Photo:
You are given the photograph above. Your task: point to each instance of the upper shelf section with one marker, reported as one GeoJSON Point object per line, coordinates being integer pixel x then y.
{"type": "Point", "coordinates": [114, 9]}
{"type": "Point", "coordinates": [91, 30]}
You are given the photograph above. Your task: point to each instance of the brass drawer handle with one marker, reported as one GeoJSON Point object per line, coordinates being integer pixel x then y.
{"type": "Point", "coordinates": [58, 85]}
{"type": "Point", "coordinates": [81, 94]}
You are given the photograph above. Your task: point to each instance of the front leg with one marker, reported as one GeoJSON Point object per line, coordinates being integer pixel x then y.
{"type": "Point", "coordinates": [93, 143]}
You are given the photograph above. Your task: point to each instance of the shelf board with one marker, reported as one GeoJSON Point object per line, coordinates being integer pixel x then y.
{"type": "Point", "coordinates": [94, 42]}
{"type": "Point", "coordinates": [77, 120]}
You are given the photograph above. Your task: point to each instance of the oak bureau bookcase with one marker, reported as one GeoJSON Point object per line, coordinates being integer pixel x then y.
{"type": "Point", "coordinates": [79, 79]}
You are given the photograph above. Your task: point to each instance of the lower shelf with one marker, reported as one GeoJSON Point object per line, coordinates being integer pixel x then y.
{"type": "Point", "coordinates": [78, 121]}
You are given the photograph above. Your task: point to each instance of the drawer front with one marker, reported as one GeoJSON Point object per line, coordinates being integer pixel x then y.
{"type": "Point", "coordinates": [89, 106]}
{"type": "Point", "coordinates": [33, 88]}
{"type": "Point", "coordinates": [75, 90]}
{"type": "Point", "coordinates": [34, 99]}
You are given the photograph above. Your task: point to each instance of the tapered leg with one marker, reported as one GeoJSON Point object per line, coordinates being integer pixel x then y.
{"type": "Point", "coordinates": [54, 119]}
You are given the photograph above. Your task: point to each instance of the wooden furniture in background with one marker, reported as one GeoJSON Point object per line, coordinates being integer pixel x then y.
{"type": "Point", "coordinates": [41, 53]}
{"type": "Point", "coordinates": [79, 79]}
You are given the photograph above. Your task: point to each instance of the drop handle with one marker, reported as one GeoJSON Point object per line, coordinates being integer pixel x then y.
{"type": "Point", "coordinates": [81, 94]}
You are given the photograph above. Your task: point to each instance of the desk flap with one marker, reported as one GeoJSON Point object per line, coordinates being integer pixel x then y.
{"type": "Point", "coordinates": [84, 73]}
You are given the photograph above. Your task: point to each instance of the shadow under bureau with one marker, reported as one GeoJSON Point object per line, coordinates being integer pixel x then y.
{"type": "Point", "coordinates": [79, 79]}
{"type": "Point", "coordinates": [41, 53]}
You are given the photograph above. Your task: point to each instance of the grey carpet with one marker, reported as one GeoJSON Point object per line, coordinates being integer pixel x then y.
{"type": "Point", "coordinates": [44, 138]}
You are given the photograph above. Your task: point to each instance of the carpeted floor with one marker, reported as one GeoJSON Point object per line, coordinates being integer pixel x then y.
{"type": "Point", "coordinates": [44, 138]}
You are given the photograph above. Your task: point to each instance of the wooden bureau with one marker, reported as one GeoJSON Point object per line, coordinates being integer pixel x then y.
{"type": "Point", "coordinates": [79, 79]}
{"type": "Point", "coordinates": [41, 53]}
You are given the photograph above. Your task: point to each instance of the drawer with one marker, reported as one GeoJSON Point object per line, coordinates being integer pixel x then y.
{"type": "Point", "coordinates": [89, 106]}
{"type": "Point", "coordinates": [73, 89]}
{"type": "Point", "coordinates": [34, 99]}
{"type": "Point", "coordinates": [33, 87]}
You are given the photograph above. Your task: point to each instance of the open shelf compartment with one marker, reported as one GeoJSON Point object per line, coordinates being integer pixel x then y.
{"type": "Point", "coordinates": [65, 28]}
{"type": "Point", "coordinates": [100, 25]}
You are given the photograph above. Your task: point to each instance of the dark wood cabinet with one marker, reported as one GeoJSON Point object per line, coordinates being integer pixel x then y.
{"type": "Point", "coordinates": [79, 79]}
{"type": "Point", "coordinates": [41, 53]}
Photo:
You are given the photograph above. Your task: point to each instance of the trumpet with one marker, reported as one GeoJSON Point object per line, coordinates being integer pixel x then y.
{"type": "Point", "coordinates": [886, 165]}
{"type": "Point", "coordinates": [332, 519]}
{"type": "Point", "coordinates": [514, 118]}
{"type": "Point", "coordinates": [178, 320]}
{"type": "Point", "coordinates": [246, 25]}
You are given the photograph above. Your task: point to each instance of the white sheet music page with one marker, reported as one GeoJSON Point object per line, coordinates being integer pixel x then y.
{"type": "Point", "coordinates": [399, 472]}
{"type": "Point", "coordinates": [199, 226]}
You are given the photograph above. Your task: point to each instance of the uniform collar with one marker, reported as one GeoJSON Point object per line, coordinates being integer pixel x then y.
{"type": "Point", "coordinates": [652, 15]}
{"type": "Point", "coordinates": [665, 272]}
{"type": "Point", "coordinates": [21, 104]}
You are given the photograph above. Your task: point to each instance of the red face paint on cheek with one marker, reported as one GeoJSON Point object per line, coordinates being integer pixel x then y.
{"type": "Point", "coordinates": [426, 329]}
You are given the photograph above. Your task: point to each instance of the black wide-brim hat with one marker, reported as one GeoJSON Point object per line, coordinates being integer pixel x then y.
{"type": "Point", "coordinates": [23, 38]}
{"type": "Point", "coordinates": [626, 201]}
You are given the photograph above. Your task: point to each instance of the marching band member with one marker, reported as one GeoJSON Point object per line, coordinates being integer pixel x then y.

- **Written request**
Every line from the one containing "of the white" through the last line of the entries must be written out verbatim, and no other line.

- **Result for this exercise**
You are given the photograph above. Your task: point to each instance of the white sheet music page with one marker, reported as one GeoJSON Point object per line, coordinates being integer pixel x then y.
{"type": "Point", "coordinates": [399, 472]}
{"type": "Point", "coordinates": [199, 226]}
You are given the photograph above. Your task: point to each instance of the uniform collar with one marker, reported as one GeoJSON Point object per line, coordinates being integer pixel x then y.
{"type": "Point", "coordinates": [652, 15]}
{"type": "Point", "coordinates": [665, 272]}
{"type": "Point", "coordinates": [21, 104]}
You are given the photograph above. Your task: point to each instance of the red face paint on cheek with one marker, reported as one GeoJSON Point object per line, coordinates being integer pixel x then y.
{"type": "Point", "coordinates": [426, 329]}
You are given the photograph above. Your task: point to each instance of the black wide-brim hat with one marker, reported as one GeoJSON Point object per line, coordinates being integer pixel x then y.
{"type": "Point", "coordinates": [23, 38]}
{"type": "Point", "coordinates": [626, 201]}
You are given the photograph above. Your task: point to each instance of the marching band member with one marker, reported as one GeoJSON Point object per line, coordinates being integer pixel x then y.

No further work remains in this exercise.